■ Passage
================
Michèle Magema, Oyé Oyé (2002)

Oyé Oyé / screen 2 from Michèle Magema on Vimeo.

Oye Oye, 2002
Video, 5:30 min.
Michèle Magema
* 1977 Kinshasa, Democratic Republic of Congo

“In Oyé Oyé Michèle Magema deals with the Memory of the father and an entire generation of men and women who were eager to achieve a modern Africa. Oyé Oyé is about nation-building, a stop on the journey to a so-called « utopialand ». It is the raving story of a man who seized power and perverted history, Mobutu Sese Seko, who ruled Zaire (now Democratic Republic of Congo) from 1965 to 1997. Mobutu pursued a phantasmagorical vision of an «  authentic » Africa. (« Autenticity » was political, social, economic, and cultural ideology implemented in 1970 with the goal of shaking off all colonial influence, to the point of banning Western poducts and prohibiting Christian names.)

Magema’s Oyé Oyé is a two-channel video installation; on one side the artist, shown without a head, mimes a military march; on the other are public images from the Mobutu era, such as parades. In both the African female body is shown as an instrument of propaganda. By parodying the political concept of identity, Magema forces us to reconsider a country’s past.

Yvonne Rainer, Trio A (1978)

woman dancing

Yvonne Rainer, “Trio A” 1978. Video (black and white, sound), 10:21 min

“Yvonne Rainer—regarded as a foundational force in American contemporary art, film, and postmodern dance—began her career in New York in 1956. After a false start in acting, she entered the Martha Graham School, a dance school and associated company named for its founder, who is largely credited with revolutionizing modern dance. There, Rainer discovered a passion for this art form. She was trained in a style of movement characterized by expressiveness and virtuosity and in narrative choreography filled with drama and psychological intensity. But Rainer grew dissatisfied with the conventions of modern dance and the traditional relationship between dancer and audience. As she has explained: “Early on, I began to question the pleasure I took in being looked at, this dual voyeuristic, exhibitionistic relation of dancer to audience.”1 Fueled by such questioning, and her opposition to the tenets of classical and modern dance, she created Trio A.
================
■ Records
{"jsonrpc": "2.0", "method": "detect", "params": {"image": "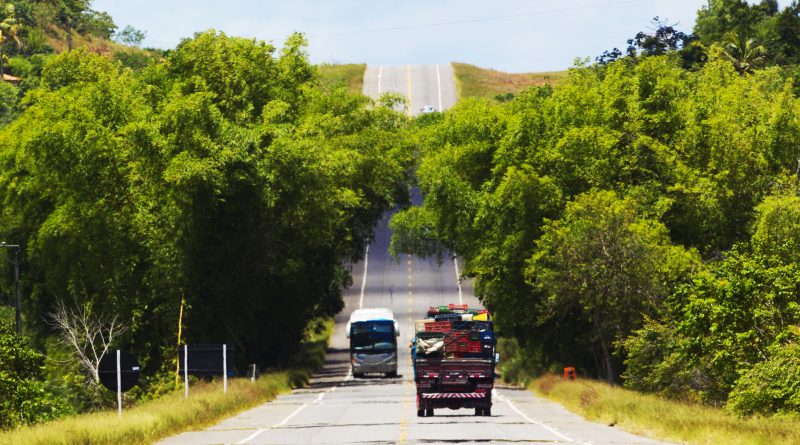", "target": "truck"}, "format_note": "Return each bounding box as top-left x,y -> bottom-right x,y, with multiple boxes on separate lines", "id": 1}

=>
345,308 -> 400,378
411,304 -> 499,417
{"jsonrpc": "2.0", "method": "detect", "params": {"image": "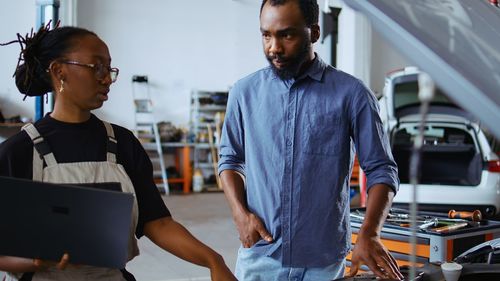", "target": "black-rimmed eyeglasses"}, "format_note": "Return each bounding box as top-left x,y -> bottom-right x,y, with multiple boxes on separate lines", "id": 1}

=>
61,60 -> 120,82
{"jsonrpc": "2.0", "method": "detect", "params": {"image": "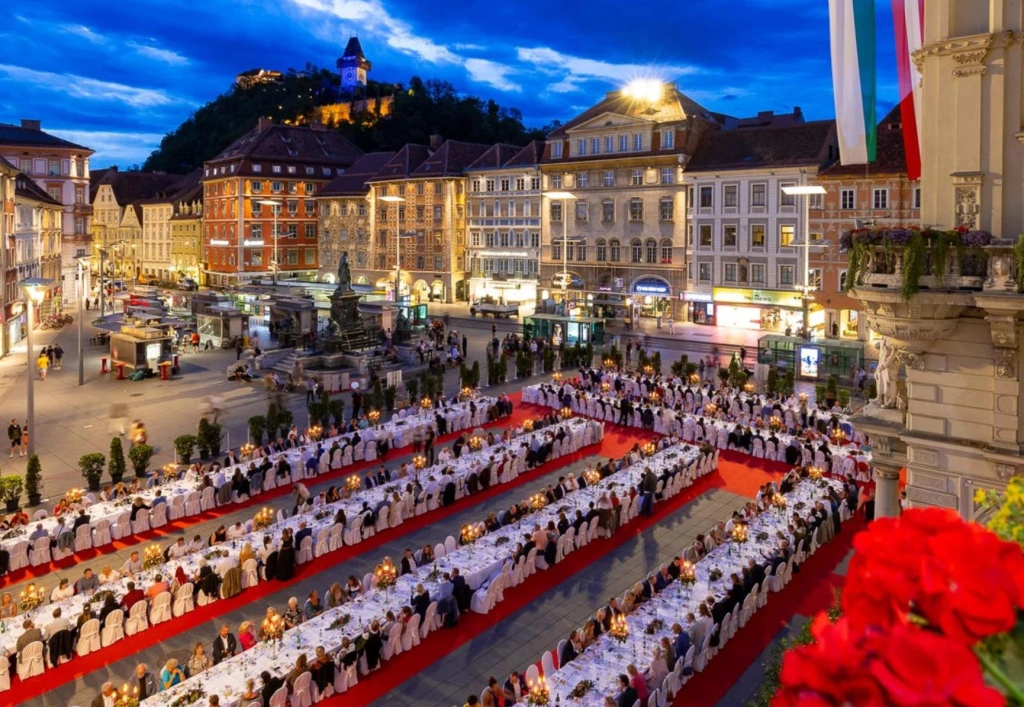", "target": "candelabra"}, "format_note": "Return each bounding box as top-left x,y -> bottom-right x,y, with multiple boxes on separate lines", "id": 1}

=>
17,583 -> 43,612
253,507 -> 273,530
142,545 -> 164,570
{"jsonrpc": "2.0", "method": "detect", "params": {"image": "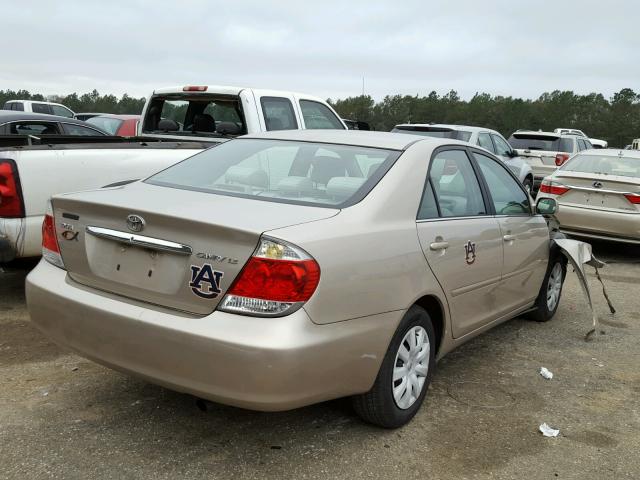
================
Using the passage above about two video works, decide whether each statement agrees with it. Answer yes or no for each, and quote the words of the passage that decide it.
1. Mobutu Sese Seko ruled Zaire from 1965 to 1997.
2. In Oyé Oyé, the artist's head is visible while she mimes a military march.
3. Yvonne Rainer began her career in New York in 1966.

1. Yes: "ruled Zaire (now Democratic Republic of Congo) from 1965 to 1997"
2. No: "the artist, shown without a head, mimes a military march"
3. No: "began her career in New York in 1956"